Problem requirements>
Your answer should be the entries, repeated exactly.

____

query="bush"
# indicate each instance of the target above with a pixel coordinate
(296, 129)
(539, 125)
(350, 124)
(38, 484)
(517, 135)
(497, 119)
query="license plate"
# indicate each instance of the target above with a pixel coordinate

____

Answer space>
query="bush"
# indicate each instance of the target above with a pixel coordinate
(296, 129)
(539, 125)
(350, 124)
(38, 484)
(517, 135)
(497, 119)
query="license plate"
# indicate each instance of the target above with a pixel coordinate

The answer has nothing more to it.